SHORT EXERCISE 1:
Can you show every line of the records that contains the word "wheel"?

DOCUMENT TEXT:
## begin

W3C home > Mailing lists > Public > xproc-dev@w3.org > June 2010

Re: Can one within a for-each loop wrap, output, sink a set of files and continue processing with remaining files?

From: Alex Muir <alex.g.muir@gmail.com>
Date: Fri, 4 Jun 2010 12:24:16 +0000
Message-ID: <AANLkTimiKxhnT6bFNp786PIyoYwjWU0K_QbAYFW6JvE2@mail.gmail.com>
To: Romain Deltour <rdeltour@gmail.com>
Cc: xproc-dev@w3.org
Thanks, looks good!

I admit the recursive solution was giving me pause to implement.

On Fri, Jun 4, 2010 at 11:47 AM, Romain Deltour <rdeltour@gmail.com> wrote:

> Would the solution, to have to read all input files in before processing
> the first set, be poor in terms of memory use?
>
>
> You can improve the pipeline depending on the most resource intensive step.
> If you want to reduce the number of XML documents parsed in memory, an
> alternative could be to work on the sequence of file paths returned by the
> p:directory-list rather than on the sequence of document. In other words,
> you would move the resource-intensive p:load from the first p:for-each to
> the second:
>
> p:for-each => to create a sequence of 100 paths from the flat list returned
> by p:directory-list
> (note the result of this first p:for-each is a sequence of 1000 documents)
> p:wrap-seqence[@group-adjacent] => split the sequence of 1000 into 200-sets
> p:for-each => another iteration over the 5 packs of 200 files, to process
> each pack at a time, loading the document then processing it
>
> Vojtech's idea of using recursion sounds good to.
>
> Romain.
>
> Le 4 juin 10 à 11:27, Alex Muir a écrit :
>
> Hi Romain,
>
> Your solution looks like a good one and your not missing any points.

## end

SHORT EXERCISE 2:
Answer these questions using the thread:
(a) Which step does Romain suggest moving from the first p:for-each to the second?
(b) Whose idea of using recursion does Romain say sounds good?
(c) To whom is Alex Muir's reply addressed?

SUPPLIED INFORMATION:
## begin

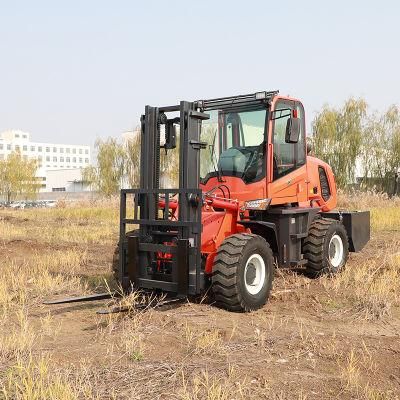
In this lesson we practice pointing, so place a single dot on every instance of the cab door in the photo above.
(288, 170)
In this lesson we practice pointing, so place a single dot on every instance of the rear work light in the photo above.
(261, 204)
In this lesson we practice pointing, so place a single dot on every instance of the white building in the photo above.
(66, 180)
(50, 156)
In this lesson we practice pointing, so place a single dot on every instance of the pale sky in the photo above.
(73, 71)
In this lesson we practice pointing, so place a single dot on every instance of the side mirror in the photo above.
(309, 148)
(292, 130)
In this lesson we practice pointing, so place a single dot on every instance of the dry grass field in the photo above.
(330, 338)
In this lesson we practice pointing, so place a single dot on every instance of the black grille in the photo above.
(323, 179)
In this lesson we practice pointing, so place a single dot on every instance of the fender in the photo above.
(265, 229)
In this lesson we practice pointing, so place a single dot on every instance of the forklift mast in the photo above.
(158, 233)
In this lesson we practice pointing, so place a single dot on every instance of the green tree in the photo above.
(18, 177)
(108, 175)
(338, 135)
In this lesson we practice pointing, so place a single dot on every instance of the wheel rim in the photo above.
(336, 250)
(254, 274)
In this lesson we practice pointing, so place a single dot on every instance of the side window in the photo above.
(287, 156)
(301, 145)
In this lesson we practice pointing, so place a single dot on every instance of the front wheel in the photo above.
(243, 272)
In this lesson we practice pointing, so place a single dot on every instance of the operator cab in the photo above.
(236, 145)
(238, 139)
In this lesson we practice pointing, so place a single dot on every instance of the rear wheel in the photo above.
(326, 247)
(243, 272)
(115, 261)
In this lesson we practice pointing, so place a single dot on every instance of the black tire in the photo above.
(319, 247)
(229, 283)
(115, 261)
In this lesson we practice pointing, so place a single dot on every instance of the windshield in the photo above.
(236, 144)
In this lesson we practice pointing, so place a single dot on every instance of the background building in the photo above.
(51, 158)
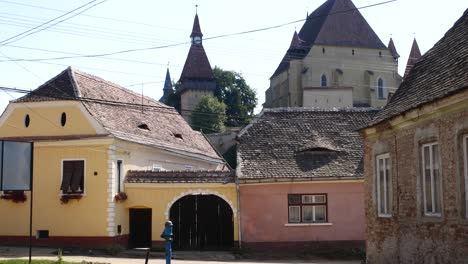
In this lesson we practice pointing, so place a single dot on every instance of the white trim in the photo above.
(423, 174)
(309, 224)
(200, 192)
(465, 162)
(84, 175)
(387, 178)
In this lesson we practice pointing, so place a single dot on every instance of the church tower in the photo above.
(196, 80)
(167, 90)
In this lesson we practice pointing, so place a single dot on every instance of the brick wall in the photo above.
(409, 236)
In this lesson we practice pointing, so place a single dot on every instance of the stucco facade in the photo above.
(266, 206)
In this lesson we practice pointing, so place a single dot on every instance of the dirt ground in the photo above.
(180, 258)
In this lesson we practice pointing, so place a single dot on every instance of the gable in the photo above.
(45, 120)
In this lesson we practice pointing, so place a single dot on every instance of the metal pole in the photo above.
(30, 204)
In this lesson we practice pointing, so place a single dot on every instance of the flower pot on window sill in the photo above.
(65, 198)
(14, 196)
(120, 197)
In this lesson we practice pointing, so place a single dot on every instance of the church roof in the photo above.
(335, 23)
(415, 54)
(119, 111)
(196, 30)
(439, 73)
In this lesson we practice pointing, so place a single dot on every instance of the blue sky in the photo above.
(116, 25)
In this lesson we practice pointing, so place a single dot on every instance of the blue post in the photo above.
(167, 235)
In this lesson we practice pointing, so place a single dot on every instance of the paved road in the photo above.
(44, 253)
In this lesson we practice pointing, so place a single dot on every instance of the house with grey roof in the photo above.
(335, 60)
(300, 176)
(416, 161)
(111, 167)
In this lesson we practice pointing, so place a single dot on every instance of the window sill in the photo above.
(308, 224)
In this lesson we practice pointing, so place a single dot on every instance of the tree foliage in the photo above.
(209, 115)
(239, 98)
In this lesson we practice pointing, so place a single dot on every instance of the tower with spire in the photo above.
(197, 79)
(415, 54)
(167, 90)
(335, 60)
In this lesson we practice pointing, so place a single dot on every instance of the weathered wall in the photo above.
(264, 212)
(409, 236)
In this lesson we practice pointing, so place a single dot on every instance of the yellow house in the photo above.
(111, 166)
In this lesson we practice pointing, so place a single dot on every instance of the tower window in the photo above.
(323, 80)
(380, 88)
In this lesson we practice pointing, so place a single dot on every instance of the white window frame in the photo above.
(387, 189)
(84, 175)
(423, 179)
(465, 162)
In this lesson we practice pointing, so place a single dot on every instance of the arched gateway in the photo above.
(202, 222)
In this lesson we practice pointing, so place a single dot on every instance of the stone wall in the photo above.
(408, 236)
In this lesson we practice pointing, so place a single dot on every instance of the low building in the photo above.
(110, 167)
(300, 175)
(416, 161)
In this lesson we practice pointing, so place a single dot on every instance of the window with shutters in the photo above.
(307, 208)
(73, 176)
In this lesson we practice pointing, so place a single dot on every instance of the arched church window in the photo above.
(323, 80)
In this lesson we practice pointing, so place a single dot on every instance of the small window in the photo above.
(431, 182)
(42, 234)
(72, 177)
(63, 119)
(323, 80)
(307, 208)
(119, 175)
(383, 184)
(27, 121)
(380, 89)
(465, 161)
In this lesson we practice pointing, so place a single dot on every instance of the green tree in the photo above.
(209, 115)
(239, 98)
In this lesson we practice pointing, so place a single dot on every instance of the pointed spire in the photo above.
(196, 30)
(167, 82)
(415, 54)
(391, 47)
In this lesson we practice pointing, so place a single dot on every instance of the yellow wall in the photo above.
(86, 217)
(45, 120)
(159, 196)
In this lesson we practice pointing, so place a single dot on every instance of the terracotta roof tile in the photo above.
(303, 143)
(440, 72)
(117, 109)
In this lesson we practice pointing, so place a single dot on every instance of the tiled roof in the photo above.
(440, 72)
(121, 117)
(179, 177)
(310, 143)
(414, 56)
(335, 23)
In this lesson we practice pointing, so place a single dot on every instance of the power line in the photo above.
(31, 31)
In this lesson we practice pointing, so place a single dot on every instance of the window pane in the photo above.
(319, 199)
(294, 214)
(436, 171)
(307, 198)
(294, 199)
(320, 213)
(388, 184)
(308, 213)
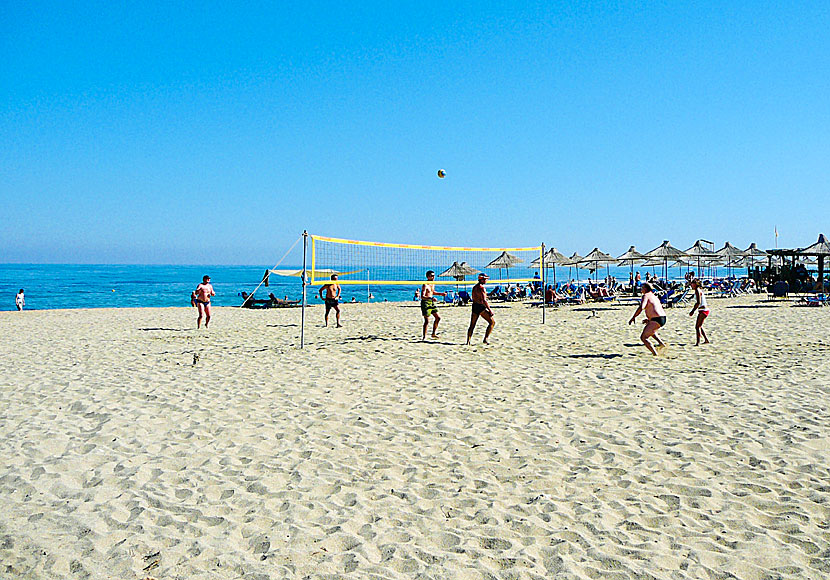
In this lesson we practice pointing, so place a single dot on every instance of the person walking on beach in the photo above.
(332, 299)
(201, 299)
(481, 308)
(702, 309)
(655, 317)
(428, 305)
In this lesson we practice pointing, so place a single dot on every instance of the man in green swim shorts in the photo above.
(428, 305)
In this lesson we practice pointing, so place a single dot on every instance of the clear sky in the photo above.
(211, 133)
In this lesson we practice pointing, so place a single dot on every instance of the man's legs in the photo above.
(650, 330)
(490, 324)
(473, 320)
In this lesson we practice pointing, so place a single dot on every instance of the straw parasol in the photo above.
(731, 254)
(754, 256)
(631, 256)
(573, 261)
(504, 260)
(652, 263)
(598, 257)
(701, 252)
(551, 259)
(820, 249)
(666, 252)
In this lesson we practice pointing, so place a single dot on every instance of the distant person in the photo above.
(201, 299)
(655, 317)
(481, 308)
(332, 299)
(702, 309)
(428, 305)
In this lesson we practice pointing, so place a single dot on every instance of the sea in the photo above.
(61, 286)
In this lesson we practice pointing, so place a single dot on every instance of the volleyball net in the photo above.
(377, 263)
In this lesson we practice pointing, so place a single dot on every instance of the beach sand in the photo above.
(562, 450)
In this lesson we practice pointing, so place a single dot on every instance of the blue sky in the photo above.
(150, 133)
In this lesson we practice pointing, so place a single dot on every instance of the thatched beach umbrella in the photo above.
(701, 252)
(820, 249)
(573, 261)
(459, 272)
(504, 260)
(630, 257)
(551, 259)
(730, 254)
(652, 263)
(666, 252)
(753, 256)
(598, 257)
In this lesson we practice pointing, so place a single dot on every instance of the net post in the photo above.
(302, 316)
(544, 287)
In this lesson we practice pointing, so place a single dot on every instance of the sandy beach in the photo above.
(135, 446)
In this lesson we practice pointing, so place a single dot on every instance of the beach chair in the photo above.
(817, 300)
(778, 290)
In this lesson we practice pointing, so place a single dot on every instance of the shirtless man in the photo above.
(480, 308)
(655, 317)
(332, 298)
(428, 306)
(201, 300)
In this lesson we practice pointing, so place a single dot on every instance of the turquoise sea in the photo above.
(50, 286)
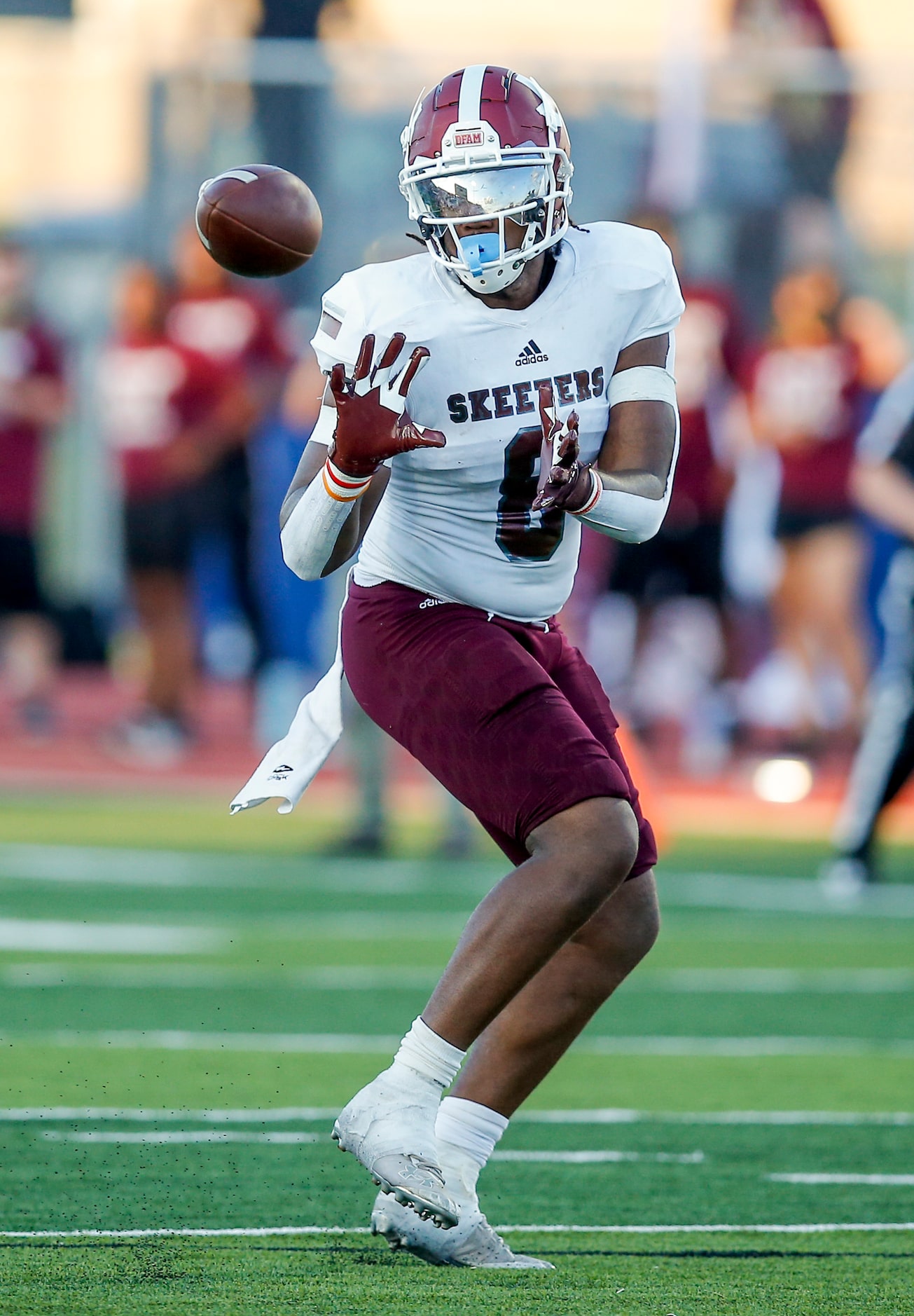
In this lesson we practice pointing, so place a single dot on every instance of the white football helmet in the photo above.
(487, 145)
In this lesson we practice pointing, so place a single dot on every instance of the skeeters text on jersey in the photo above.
(457, 523)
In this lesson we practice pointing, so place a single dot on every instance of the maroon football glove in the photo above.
(569, 486)
(373, 421)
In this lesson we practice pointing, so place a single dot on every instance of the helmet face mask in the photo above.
(509, 162)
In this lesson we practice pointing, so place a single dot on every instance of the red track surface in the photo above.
(90, 701)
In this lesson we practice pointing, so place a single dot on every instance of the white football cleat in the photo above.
(391, 1132)
(473, 1242)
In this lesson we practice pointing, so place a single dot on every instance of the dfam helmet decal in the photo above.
(485, 146)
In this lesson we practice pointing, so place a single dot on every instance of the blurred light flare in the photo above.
(783, 781)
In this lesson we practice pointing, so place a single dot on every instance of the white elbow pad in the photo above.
(632, 517)
(311, 532)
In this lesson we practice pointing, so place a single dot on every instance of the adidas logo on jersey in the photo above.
(530, 355)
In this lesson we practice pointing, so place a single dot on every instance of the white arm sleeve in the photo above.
(632, 517)
(313, 527)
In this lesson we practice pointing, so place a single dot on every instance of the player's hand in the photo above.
(569, 486)
(373, 421)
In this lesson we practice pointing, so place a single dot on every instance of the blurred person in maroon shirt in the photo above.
(806, 399)
(172, 415)
(236, 327)
(677, 578)
(32, 402)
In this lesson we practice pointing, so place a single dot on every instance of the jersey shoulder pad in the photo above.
(368, 301)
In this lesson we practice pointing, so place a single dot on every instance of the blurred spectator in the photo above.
(675, 580)
(236, 328)
(806, 400)
(809, 127)
(172, 415)
(882, 484)
(32, 402)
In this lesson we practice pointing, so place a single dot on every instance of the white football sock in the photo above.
(466, 1133)
(428, 1056)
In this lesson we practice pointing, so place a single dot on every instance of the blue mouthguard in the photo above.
(479, 250)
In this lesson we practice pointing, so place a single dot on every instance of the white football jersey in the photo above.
(455, 523)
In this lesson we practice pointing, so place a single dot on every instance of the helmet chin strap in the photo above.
(480, 249)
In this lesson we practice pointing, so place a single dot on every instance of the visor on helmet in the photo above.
(483, 194)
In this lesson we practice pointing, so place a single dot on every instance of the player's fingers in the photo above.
(569, 449)
(416, 362)
(430, 439)
(366, 353)
(546, 407)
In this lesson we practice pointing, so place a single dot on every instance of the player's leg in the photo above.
(578, 860)
(473, 701)
(885, 757)
(533, 1032)
(527, 1039)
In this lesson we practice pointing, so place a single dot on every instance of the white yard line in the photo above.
(600, 1157)
(612, 1115)
(888, 1181)
(172, 1136)
(107, 938)
(308, 1113)
(762, 982)
(182, 1040)
(292, 1231)
(94, 865)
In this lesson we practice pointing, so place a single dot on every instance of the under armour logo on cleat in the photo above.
(530, 355)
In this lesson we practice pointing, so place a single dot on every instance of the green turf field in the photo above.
(179, 1019)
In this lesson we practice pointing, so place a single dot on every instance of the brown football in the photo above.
(258, 220)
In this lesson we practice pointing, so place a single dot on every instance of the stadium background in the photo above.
(186, 995)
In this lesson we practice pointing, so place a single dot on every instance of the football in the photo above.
(258, 220)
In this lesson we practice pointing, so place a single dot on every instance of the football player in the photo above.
(530, 331)
(882, 486)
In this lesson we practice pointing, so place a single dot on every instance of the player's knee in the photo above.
(623, 932)
(595, 844)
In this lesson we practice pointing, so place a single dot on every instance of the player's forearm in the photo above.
(887, 493)
(322, 528)
(629, 500)
(629, 506)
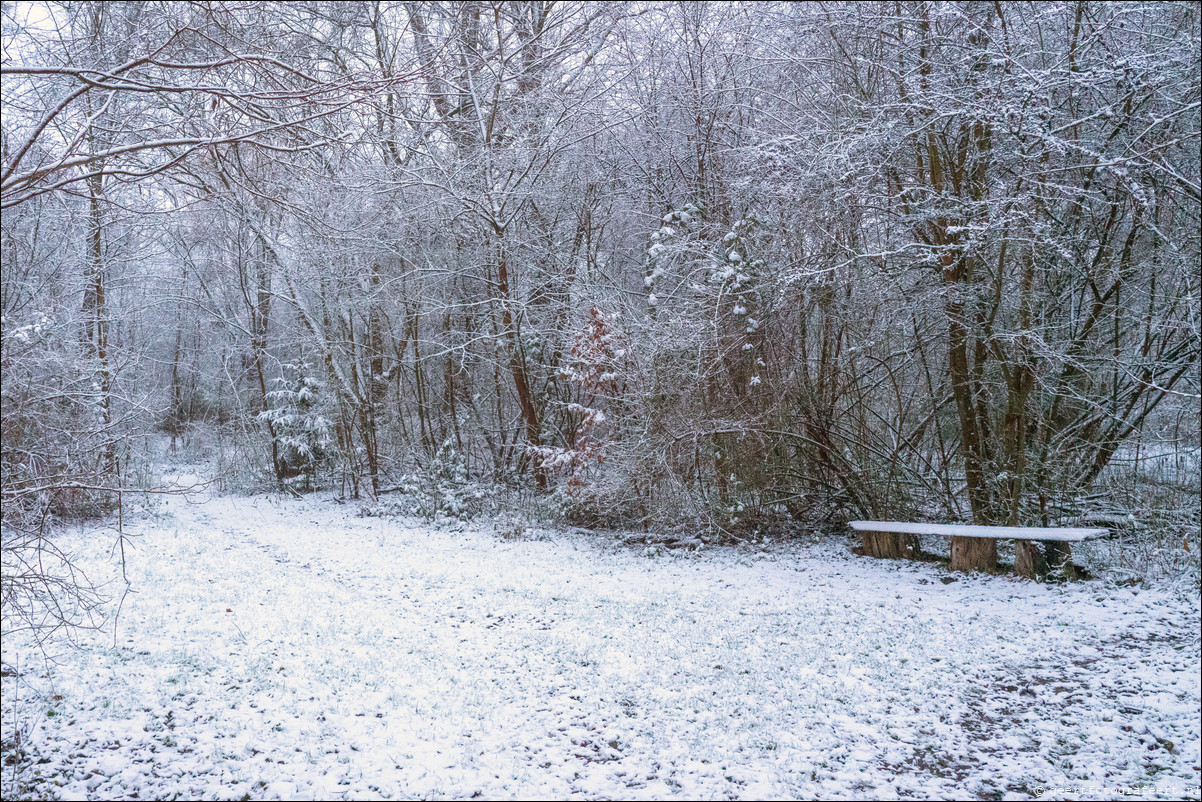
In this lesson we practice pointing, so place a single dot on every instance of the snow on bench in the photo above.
(969, 530)
(975, 548)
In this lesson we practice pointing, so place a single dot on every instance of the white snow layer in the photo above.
(290, 649)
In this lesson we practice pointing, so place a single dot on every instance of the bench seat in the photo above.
(969, 530)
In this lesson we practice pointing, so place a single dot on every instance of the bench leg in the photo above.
(888, 545)
(974, 554)
(1029, 560)
(1036, 560)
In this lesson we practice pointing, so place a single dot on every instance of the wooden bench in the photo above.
(1037, 550)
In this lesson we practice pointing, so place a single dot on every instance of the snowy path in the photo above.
(291, 649)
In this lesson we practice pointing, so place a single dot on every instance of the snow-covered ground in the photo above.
(291, 649)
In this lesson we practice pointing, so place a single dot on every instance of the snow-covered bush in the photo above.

## end

TASK SOLUTION 1:
In this lesson we practice pointing, so place a single dot on every instance of the wheel rim in the photo above.
In this lesson we practice pointing, so place a single dot on every instance of the front wheel in the photo above.
In this lesson we practice pointing, so place a single dot on every instance of the rear wheel in the photo above.

TASK SOLUTION 2:
(a) p:load
(b) Vojtech's
(c) Romain Deltour